◆ EXERCÍCIOS ◆
a – Reproduza o trecho da análise de Law & Order: Legacies entre "Foi esta a premissa" e "até à data.", inclusive.
b – Indique os crimes que, segundo a análise de Law & Order: Legacies, alguém descobre no começo dos episódios.
c – Escreva a continuação da análise do jogo Law & Order: Legacies a partir do fim do texto.

___ EXCERTO ___

Objection!

Existem determinadas séries televisivas que eu não gravo nem compro, mas se estiverem a ser emitidas eu mantenho-me preguiçosamente no sofá a ver. Lei e Ordem é uma dessas séries. No ar há mais de 20 anos, tem de existir algo que mantenha esta série no activo (contando com as variações à série principal como Unidade de Vítimas Especiais e Los Angeles) e esse algo é uma estrutura bem pensada de construção de cada episódio. Na primeira metade, temos as equipas de investigadores a tentar decifrar um crime até encontrarem o suspeito mais provável. Na segunda metade, temos as equipas legais da Procuradoria Geral a tentarem condenar os acusados em tribunal. Qualquer semelhança com a velocidade da justiça portuguesa é mera coincidência ou mesmo pura fantasia já no domínio do delírio.

Caso, não caso, caso, não caso…

 

Foi esta a premissa seguida pela Telltale Games que, após ter começado apostada em fazer renascer os clássicos de aventuras gráficas da Lucas Arts, como Sam & Max e Monkey Island, está cada vez mais apostada nos legados do cinema e agora da televisão, naquela que parece ser claramente a estratégia para o futuro da produtora. A estrutura episódica mantém-se neste Law & Order: Legacies com um total de 7 episódios a serem lançados ao longo do ano. Para esta análise jogámos os Episódios 1, 2 e 3, que são os que estão disponíveis até à data.

Assim como a série, o jogo divide cada episódio em duas partes. Numa primeira parte controlamos a investigação, numa segunda parte controlamos o julgamento como equipa legal da acusação. É aqui que existe um grande desequilíbrio em Law & Order com as secções de tribunal a serem muito mais recompensadoras e lógicas que as secções de investigação. Todos os episódios começam com alguém a descobrir um crime. Uma empregada de hotel assassinada, um homem a esvair-se em sangue à porta de casa, uma prostituta morta num beco. Confesso que existe um ânimo inicial quando aparece aquela que é uma das marcas da série: as letras brancas sobre fundo preto com a legenda do local, acompanhadas pelo som inconfundível (que num momento genial de jornalismo online vamos designar como TAM TAM!) e que vão marcando, assim como na televisão, as mudanças ao longo do episódio. Isto transporta-nos para o universo da série e sentimo-nos a entrar na pele da investigação. Infelizmente, essa sensação perde-se rapidamente quando começamos a interrogar as primeiras pessoas.

Tam Tam!

___ MATERIAL FORNECIDO ___

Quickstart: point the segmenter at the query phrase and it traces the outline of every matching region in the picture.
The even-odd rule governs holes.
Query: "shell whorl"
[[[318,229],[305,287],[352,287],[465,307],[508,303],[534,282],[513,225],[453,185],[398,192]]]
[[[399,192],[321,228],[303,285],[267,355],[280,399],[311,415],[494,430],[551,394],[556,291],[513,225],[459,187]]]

___

◆ RESPOSTAS POR TAREFA ◆
a –
Foi esta a premissa seguida pela Telltale Games que, após ter começado apostada em fazer renascer os clássicos de aventuras gráficas da Lucas Arts, como Sam & Max e Monkey Island, está cada vez mais apostada nos legados do cinema e agora da televisão, naquela que parece ser claramente a estratégia para o futuro da produtora. A estrutura episódica mantém-se neste Law & Order: Legacies com um total de 7 episódios a serem lançados ao longo do ano. Para esta análise jogámos os Episódios 1, 2 e 3, que são os que estão disponíveis até à data.

b –
- Uma empregada de hotel assassinada
- Um homem a esvair-se em sangue à porta de casa
- Uma prostituta morta num beco

c –
A mecânica de jogo é quase sempre a da pergunta e resposta. Ao longo de uma conversa com as testemunhas ou prováveis suspeitos, vão surgindo vários temas de conversa possíveis. Tudo o que vai sendo dito fica registado num relatório, sempre acessível no campo superior esquerdo. Em determinados momentos o jogo coloca-nos perguntas onde podemos identificar possíveis incongruências ou falsidades nas declarações das personagens. Nesses momentos, temos a possibilidade de contrariar as declarações dos interrogados e é aqui que surge um problema. Temos de justificar o porquê de estarmos a contrariar, baseando-nos em tudo o que já foi dito. Mesmo que em grande parte das nossas respostas tudo possa ser relacionado com o nosso relatório, as possibilidades de escolha variam muitas vezes entre o ilógico ou entre o básico quase infantil e muitas vezes damos por nós a escolher à sorte. Por vezes a conversa flui de uma forma gratificante mas quase sempre é interrompida por um momento que deita tudo a perder. Isto faz com que a nossa envolvência nas sequências de investigação seja tão irregular como a prestação de Ice-T como actor.

Entre os momentos de pergunta e resposta, os episódios decorrem normalmente como sequências animadas, nas quais apenas observamos, com a qualidade da narrativa a ser aqui regular. Não existem grandes momentos de genialidade mas também não existem propriamente maus momentos narrativos. No entanto, aqui e ali, existem alguns momentos em que a escrita tenta piadas mais tecnológicas ou geeks, como se os criadores do jogo não soubessem bem qual o público-alvo a atingir, se os jogadores habituados, se os fãs da série. No geral, a evolução da história na primeira parte de cada episódio é, digamos, certinha. Não arrisca mas também não compromete.

Algumas perguntas insultam até a primeira ronda dos concursos.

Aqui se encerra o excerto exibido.